TEXT PROVIDED:
* begin *

Wednesday, November 24, 2004

The Greatest Short Story of All Time - Episode II - Attack of the Clones

Friday, November 19, 2004

The Greatest Short Story of All Time, Episode 1 - The Phantom Menace

I have finally completed the first part of my magnum opus, "The Tragi-Comic Death of Tom Arnold." Here's a sample:

It was a dark and stormy night. At his Beverly Hills residence, Tom Arnold was pouring what would be his last rum and coke...

Read the rest of Part 1

Monday, November 01, 2004

Hail to my Weiner

In approximately 48 hours, the fate of the world will have been decided. We shall either once more be under the thrall of The Great White Satan himself, or, under the veleveteen touch of a candy-ass, flip-flop, French millionaire pussyboy. Either way, I don't really care because the whole thing is, like, totally rigged anyway. But you should. You should care more than you have ever cared about anything in your life. Why? Because P. Diddy said so, bitch! But if you are still one of those jackoffs that doesn't know what our most sacred institution is all about, here's a handy guide for your retarded ass:


(Que MIDI fanfare)
Your Guide to the 2004 Presidential Elections
by Vince "W" Milo


The Candidates

Your first step in participating in the political process, after forgetting to register to vote, is to get to know the candidates and their platforms. There are many things you might not know about the candidates and/or their platforms might surprise you. For example, did you know that President Bush once drove a snowmobile off of his platform and right into Karl Rove's ass? Or that John Kerry swings from platform to platform and tree to tree using only his distended, prehensile genitalia? Don't worry about learning about the third-party candidates, they will never win anyway and they hate our freedom.

* end *

TASK DATA:
* begin *

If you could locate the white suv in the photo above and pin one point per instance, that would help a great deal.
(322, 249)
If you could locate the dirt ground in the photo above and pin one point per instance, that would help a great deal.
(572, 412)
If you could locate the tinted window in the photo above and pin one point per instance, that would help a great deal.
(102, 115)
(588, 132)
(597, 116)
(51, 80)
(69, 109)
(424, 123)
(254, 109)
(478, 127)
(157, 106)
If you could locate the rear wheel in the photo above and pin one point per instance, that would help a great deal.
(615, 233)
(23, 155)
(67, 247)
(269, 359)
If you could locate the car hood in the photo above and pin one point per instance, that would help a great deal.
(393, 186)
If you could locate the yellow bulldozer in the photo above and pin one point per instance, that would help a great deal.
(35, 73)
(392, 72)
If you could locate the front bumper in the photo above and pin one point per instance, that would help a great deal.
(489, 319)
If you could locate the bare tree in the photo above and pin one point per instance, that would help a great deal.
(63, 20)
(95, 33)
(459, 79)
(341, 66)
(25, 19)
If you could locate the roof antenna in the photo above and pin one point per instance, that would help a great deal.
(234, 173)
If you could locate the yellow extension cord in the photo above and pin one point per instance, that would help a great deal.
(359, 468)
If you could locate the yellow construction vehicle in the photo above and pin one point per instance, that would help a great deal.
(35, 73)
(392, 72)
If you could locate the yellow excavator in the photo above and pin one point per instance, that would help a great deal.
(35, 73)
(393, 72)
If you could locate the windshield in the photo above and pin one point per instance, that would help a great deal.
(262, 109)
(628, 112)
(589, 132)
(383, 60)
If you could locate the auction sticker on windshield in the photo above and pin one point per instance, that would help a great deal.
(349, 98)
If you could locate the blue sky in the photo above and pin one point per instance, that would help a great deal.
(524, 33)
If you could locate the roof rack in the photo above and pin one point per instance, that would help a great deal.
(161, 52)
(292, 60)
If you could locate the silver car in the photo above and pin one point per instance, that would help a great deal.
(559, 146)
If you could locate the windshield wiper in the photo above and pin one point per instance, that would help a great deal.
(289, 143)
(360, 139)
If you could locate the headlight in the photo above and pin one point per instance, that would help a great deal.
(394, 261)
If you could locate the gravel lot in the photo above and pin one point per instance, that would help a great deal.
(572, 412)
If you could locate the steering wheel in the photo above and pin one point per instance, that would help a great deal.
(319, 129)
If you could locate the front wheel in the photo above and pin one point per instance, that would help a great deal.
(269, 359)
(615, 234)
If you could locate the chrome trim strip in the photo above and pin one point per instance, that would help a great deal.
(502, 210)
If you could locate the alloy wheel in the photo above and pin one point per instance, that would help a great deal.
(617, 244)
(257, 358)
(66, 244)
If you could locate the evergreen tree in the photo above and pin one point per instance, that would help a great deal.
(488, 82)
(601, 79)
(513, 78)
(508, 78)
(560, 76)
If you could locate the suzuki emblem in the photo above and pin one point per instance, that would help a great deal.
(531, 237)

* end *

WHAT THIS EXERCISE ASKS:
a) According to the blog text, what is the title of the magnum opus whose first part has been completed?
b) Replace "evergreen" with "pine" in the entries from the line containing "If you could locate the steering" through the end of the entries, both ends included. Return only those lines, with everything else unchanged.

SOLUTIONS FOR EACH TASK:
a) "The Tragi-Comic Death of Tom Arnold."

b)
If you could locate the steering wheel in the photo above and pin one point per instance, that would help a great deal.
(319, 129)
If you could locate the front wheel in the photo above and pin one point per instance, that would help a great deal.
(269, 359)
(615, 234)
If you could locate the chrome trim strip in the photo above and pin one point per instance, that would help a great deal.
(502, 210)
If you could locate the alloy wheel in the photo above and pin one point per instance, that would help a great deal.
(617, 244)
(257, 358)
(66, 244)
If you could locate the pine tree in the photo above and pin one point per instance, that would help a great deal.
(488, 82)
(601, 79)
(513, 78)
(508, 78)
(560, 76)
If you could locate the suzuki emblem in the photo above and pin one point per instance, that would help a great deal.
(531, 237)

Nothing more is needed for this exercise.